LISTED RECORDS.
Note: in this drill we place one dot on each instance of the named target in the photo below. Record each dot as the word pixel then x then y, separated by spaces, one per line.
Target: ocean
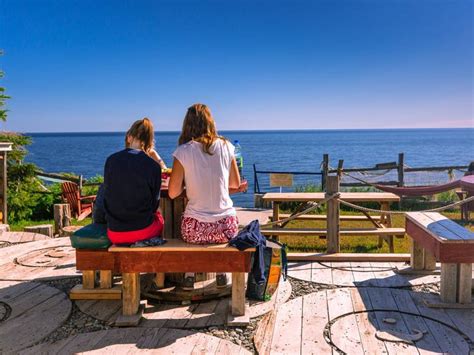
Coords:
pixel 85 153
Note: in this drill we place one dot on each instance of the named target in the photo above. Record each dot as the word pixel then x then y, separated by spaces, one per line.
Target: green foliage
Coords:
pixel 3 98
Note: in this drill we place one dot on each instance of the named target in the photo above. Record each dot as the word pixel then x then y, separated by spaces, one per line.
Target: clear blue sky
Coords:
pixel 99 65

GOAL OF THE EXERCISE. Where a picture appears in the listing above, skip it and set down all the rest exactly.

SOLUTION FOR THIS TASK.
Note: in this drill we place one dot on each instance of the named target in the photo below. Record each dot as the word pixel then x then y, separated by spaces, one per line.
Target: ocean
Coords:
pixel 85 153
Note: in this drill we place one dot on each instance of the named target in the photo above. Record each dot as the word pixel then x then y, separated by spaces, one per line.
Target: green foliage
Coords:
pixel 3 98
Note: in this drill we place one dot on each instance of the named target in the photo above. Record each dot as the word pixel then x then y, separated by spaces, one per line.
Target: clear blue sky
Coords:
pixel 99 65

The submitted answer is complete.